§ Assignment
Transcribe, without any alteration, only the lines that begin at the line containing "of players lined" and run to the last line below.

========

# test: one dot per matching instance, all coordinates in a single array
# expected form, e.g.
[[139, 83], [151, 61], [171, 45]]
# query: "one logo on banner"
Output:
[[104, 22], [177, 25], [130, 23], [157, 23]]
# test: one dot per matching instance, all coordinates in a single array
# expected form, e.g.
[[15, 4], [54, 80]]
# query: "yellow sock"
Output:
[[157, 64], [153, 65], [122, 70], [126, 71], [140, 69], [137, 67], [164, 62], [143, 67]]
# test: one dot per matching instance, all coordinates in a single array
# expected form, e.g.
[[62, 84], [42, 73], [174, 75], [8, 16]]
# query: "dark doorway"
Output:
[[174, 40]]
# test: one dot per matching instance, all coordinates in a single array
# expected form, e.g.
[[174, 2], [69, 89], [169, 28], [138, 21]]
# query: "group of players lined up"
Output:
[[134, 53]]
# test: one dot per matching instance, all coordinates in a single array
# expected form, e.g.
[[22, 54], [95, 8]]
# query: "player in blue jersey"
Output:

========

§ Finished task
# query: "group of players lined up"
Output:
[[134, 53]]
# test: one dot per matching instance, all coordinates in a single array
# expected form, e.g.
[[22, 54], [95, 8]]
# query: "player in blue jersey"
Output:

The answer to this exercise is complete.